• [Problem statement] Name every person the passage on when AI will exceed human performance mentions by name.

We know they’re coming. The robots. To take our jobs. While humans turn on each other, find scapegoats, try to bring back the past, and ignore the future, machine intelligences replace us as quickly as their designers get them out of beta testing. We can’t exactly blame the robots. They don’t have any say in the matter. Not yet, anyway. But it’s a fait accompli say the experts. “The promise,” writes MIT Technology Review, “is that intelligent machines will be able to do every task better and more cheaply than humans. Rightly or wrongly, one industry after another is falling under its spell, even though few have benefited significantly so far.”
The question, then, is not if, but “when will artificial intelligence exceed human performance?” And some answers come from a paper called, appropriately, “When Will AI Exceed Human Performance? Evidence from AI Experts.” In this study, Katja Grace of the Future of Humanity Institute at the University of Oxford and several of her colleagues “surveyed the world’s leading researchers in artificial intelligence by asking them when they think intelligent machines will better humans in a wide range of tasks.”
You can see many of the answers plotted on the chart above. Grace and her co-authors asked 1,634 experts, and found that they “believe there is a 50% chance of AI outperforming humans in all tasks in 45 years and of automating all human jobs in 120 years.” That means all jobs: not only driving trucks, delivering by drone, running cash registers, gas stations, phone support, weather forecasts, investment banking, etc, but also performing surgery, which may happen in less than 40 years, and writing New York Times bestsellers, which may happen by 2049.
That’s right, AI may perform our cultural and intellectual labor, making art and films, writing books and essays, and creating music. Or so the experts say. Already a Japanese AI program has written a short novel, and almost won a literary prize for it. And the first milestone on the chart has already been reached; last year, Google’s AI AlphaGo beat Lee Sedol, the South Korean grandmaster of Go, the ancient Chinese game “that’s exponentially more complex than chess,” as Cade Metz writes at Wired. (Humane video game design, on the other hand, may have a ways to go yet.)
Perhaps these feats partly explain why, as Grace and the other researchers found, Asian respondents expected the rise of the machines “much sooner than North America.” Other cultural reasons surely abound—likely those same quirks that make Americans embrace creationism, climate-denial, and fearful conspiracy theories and nostalgia by the tens of millions. The future may be frightening, but we should have seen this coming. Sci-fi visionaries have warned us for decades to prepare for our technology to overtake us.
In the 1960s Alan Watts foresaw the future of automation and the almost pathological fixation we would develop for “job creation” as more and more necessary tasks fell to the robots and human labor became increasingly superfluous. (Hear him make his prediction above.) Like many a technologist and futurist today, Watts advocated for Universal Basic Income, a way of ensuring that all of us have the means to survive while we use our newly acquired free time to consciously shape the world the machines have learned to maintain for us.
What may have seemed like a Utopian idea then (though it almost became policy under Nixon), may become a necessity as AI changes the world, writes MIT, “at breakneck speed.”

• [Dataset records]
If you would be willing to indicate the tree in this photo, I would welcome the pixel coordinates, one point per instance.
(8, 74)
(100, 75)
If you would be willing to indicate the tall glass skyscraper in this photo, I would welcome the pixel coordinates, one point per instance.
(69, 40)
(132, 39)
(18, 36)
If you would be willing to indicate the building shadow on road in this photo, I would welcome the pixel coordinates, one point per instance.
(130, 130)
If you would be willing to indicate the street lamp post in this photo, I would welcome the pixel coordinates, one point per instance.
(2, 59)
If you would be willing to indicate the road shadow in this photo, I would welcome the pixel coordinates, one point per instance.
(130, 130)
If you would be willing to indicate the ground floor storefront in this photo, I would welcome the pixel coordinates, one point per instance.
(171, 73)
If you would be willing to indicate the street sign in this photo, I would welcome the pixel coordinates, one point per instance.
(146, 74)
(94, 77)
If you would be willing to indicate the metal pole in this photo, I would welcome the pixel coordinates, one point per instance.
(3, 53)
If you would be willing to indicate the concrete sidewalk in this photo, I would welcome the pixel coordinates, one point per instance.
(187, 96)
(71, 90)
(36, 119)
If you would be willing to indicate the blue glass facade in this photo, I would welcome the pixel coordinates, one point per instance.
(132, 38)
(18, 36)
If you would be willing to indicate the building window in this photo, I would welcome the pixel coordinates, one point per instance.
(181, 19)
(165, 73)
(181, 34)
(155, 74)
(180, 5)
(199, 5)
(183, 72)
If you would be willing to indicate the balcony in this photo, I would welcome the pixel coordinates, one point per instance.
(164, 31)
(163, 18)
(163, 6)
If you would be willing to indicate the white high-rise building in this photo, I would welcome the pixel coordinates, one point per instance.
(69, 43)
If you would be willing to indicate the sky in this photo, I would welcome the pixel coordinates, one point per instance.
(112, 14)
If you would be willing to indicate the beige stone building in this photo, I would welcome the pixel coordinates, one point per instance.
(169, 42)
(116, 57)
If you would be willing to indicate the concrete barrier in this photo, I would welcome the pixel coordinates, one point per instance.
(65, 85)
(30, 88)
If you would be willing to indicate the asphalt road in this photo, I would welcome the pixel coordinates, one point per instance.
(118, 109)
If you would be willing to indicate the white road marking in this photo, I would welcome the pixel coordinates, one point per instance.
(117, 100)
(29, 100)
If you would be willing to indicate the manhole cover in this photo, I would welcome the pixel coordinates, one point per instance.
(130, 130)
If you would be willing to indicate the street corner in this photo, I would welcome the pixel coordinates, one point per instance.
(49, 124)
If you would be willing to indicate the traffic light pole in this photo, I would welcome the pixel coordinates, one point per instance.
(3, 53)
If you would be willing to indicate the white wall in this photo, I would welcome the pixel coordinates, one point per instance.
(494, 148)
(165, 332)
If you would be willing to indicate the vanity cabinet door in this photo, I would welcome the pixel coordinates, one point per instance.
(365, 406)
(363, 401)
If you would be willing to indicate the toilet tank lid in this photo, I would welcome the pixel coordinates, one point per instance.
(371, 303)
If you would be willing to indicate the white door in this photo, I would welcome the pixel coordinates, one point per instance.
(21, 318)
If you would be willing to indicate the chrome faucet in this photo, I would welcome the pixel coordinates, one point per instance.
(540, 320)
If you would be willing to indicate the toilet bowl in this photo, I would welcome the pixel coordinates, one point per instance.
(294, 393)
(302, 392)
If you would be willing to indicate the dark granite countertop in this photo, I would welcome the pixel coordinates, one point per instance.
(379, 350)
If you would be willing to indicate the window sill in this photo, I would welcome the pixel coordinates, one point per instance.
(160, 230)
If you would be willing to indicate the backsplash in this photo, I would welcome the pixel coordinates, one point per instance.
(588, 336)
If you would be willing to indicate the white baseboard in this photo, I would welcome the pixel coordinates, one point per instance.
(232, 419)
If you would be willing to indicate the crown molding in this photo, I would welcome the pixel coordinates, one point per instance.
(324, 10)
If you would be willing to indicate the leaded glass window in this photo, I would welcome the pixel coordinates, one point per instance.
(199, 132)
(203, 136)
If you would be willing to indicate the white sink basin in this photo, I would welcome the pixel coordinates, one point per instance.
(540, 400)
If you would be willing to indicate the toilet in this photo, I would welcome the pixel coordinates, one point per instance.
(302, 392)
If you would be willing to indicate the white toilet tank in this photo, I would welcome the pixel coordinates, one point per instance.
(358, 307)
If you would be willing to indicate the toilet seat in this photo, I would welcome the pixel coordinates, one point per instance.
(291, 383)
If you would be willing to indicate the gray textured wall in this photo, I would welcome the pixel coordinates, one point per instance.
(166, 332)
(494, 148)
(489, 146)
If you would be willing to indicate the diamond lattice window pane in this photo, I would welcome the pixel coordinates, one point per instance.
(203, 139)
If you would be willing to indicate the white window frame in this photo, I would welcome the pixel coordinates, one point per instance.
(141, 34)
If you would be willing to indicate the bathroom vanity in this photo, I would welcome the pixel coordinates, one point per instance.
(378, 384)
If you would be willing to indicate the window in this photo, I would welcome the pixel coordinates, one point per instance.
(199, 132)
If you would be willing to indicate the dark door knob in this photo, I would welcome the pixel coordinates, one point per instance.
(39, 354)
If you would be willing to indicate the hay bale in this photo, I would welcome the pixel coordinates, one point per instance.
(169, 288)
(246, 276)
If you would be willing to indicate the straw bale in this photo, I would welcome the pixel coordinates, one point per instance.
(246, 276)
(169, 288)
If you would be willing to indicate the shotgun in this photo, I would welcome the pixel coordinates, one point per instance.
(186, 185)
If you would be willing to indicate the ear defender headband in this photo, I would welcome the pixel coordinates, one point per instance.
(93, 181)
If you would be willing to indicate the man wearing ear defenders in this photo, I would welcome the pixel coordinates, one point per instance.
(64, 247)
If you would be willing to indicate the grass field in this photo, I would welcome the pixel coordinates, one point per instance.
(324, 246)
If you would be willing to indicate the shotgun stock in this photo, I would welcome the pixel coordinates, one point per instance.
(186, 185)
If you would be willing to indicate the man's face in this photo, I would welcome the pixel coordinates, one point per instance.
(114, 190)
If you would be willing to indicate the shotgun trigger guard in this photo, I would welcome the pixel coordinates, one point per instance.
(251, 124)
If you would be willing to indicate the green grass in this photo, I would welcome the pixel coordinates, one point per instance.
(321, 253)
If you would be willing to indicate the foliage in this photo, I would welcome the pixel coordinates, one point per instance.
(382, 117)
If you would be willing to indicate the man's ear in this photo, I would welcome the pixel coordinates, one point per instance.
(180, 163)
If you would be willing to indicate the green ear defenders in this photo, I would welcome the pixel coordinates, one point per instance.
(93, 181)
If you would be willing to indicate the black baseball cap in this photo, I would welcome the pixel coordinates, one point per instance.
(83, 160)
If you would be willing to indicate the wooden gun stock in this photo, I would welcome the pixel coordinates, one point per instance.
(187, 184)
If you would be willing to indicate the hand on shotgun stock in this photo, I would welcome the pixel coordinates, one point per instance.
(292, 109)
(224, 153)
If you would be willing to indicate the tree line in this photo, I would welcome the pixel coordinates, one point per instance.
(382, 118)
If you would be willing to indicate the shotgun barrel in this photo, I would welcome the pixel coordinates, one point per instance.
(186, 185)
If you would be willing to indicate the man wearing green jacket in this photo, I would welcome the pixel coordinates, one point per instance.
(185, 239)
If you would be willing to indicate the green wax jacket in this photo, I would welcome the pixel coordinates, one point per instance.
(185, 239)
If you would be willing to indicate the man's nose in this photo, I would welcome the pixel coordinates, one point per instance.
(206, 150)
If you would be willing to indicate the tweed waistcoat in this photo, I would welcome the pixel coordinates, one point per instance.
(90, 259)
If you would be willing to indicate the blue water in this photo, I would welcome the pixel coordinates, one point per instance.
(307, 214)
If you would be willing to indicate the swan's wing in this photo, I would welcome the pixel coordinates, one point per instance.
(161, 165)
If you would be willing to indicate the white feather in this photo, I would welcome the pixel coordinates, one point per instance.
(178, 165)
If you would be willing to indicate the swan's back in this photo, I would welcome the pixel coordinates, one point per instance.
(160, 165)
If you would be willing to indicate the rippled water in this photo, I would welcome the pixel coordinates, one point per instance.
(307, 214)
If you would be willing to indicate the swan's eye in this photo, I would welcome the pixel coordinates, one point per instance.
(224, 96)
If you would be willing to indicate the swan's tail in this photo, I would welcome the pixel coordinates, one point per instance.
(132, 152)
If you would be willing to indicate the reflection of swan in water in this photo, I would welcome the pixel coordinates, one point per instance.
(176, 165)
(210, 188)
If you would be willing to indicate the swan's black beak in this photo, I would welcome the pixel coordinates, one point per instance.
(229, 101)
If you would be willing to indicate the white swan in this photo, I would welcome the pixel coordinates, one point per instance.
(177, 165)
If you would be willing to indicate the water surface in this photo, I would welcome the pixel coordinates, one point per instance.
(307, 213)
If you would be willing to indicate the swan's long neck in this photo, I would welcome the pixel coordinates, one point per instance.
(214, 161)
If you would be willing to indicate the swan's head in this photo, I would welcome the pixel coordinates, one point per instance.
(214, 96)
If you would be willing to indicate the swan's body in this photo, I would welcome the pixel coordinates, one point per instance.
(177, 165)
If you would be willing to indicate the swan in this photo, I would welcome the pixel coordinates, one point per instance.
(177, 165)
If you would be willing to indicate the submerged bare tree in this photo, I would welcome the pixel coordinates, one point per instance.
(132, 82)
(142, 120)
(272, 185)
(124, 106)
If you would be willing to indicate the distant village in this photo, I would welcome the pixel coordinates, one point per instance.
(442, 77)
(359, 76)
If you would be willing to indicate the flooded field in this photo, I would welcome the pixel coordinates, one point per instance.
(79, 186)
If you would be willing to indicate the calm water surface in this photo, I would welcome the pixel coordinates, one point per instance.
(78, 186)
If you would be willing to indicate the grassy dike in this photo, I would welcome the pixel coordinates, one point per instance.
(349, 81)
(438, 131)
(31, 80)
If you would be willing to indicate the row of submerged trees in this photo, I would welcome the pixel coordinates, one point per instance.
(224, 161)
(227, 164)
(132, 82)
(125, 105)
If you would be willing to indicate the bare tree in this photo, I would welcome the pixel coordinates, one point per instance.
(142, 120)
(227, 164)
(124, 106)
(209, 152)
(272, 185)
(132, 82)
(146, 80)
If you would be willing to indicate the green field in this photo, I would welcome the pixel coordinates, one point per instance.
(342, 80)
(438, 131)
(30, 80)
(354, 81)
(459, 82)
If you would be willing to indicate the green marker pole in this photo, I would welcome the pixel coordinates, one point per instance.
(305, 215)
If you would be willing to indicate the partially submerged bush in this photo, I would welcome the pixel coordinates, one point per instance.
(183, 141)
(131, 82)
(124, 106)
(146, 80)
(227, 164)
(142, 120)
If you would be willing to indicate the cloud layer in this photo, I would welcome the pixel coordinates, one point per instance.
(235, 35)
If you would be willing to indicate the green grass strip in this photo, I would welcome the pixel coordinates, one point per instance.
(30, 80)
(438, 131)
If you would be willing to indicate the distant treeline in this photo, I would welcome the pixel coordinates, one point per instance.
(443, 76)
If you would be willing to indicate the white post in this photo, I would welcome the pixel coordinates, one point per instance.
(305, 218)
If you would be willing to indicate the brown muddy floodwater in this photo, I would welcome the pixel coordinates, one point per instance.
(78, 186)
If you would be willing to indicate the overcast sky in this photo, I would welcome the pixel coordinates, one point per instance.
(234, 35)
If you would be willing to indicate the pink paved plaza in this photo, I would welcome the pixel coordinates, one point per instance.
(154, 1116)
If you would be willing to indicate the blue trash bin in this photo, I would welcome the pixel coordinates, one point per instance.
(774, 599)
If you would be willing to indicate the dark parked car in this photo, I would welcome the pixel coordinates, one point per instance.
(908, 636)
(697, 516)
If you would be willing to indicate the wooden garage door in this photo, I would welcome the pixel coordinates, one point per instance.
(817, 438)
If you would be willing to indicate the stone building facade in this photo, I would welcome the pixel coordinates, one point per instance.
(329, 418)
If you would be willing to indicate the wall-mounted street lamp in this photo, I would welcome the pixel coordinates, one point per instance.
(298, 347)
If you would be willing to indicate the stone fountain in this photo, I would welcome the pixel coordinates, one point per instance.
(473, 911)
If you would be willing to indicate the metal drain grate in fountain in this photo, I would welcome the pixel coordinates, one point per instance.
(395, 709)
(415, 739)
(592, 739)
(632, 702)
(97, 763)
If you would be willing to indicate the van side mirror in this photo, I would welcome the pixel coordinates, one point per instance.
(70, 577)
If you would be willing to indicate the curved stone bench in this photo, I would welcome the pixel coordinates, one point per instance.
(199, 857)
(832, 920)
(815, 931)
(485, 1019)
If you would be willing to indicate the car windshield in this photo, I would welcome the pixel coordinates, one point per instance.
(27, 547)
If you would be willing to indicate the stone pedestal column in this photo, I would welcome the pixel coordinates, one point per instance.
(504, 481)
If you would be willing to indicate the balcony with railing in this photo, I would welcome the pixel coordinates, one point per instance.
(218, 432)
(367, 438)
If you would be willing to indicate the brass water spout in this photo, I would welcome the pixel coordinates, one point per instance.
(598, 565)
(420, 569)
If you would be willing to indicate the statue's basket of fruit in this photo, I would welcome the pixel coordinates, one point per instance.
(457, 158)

• [Task answer] Katja Grace, Cade Metz, Lee Sedol, Alan Watts, Nixon